Return each line, exactly as given, from the one containing "Isolate any visible church" through the end of the entries below, and skip the rest.
╭──
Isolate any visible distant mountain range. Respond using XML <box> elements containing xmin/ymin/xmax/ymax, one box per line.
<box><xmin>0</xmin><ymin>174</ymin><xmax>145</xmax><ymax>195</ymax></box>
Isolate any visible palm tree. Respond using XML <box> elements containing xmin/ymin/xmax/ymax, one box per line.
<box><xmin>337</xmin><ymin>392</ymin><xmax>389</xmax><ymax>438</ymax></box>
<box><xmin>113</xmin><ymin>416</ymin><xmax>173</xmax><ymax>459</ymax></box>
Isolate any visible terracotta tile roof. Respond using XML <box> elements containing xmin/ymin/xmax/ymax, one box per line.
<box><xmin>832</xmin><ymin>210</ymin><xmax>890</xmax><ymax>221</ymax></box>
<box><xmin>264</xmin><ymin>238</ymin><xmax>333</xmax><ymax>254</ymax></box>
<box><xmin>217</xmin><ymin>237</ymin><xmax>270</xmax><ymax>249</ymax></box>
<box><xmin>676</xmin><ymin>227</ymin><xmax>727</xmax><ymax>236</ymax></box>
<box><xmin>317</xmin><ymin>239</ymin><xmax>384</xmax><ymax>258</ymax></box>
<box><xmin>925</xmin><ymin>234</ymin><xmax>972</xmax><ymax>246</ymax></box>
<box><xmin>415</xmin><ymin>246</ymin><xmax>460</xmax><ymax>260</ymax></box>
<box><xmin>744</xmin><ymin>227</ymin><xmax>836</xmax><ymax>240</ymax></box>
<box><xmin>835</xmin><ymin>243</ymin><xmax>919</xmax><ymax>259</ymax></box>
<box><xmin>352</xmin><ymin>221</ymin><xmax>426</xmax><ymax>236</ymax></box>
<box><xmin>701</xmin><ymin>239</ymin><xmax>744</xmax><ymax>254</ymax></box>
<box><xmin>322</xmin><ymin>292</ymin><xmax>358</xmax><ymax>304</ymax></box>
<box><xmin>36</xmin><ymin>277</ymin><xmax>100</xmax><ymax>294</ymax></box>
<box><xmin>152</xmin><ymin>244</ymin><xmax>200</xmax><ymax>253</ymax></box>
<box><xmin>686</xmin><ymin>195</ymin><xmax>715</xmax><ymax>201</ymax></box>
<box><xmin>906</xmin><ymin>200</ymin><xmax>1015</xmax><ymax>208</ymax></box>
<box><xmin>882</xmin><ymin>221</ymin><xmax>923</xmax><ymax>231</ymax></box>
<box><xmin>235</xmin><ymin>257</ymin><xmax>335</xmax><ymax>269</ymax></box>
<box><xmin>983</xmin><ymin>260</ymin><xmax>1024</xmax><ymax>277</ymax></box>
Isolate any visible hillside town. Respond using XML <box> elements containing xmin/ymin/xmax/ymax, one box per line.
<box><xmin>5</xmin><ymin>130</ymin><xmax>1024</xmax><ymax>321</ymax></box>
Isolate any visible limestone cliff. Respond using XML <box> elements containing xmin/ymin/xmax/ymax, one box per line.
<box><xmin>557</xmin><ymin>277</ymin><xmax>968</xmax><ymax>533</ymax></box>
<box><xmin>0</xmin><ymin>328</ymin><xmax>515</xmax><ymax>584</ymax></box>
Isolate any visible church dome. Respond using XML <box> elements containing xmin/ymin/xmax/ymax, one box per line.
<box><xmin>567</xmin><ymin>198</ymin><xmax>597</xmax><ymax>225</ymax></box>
╰──
*ANSWER TO THIS TASK*:
Isolate any visible church dome. Respond using XML <box> elements containing xmin/ymin/xmax/ymax, one box per line.
<box><xmin>567</xmin><ymin>198</ymin><xmax>597</xmax><ymax>225</ymax></box>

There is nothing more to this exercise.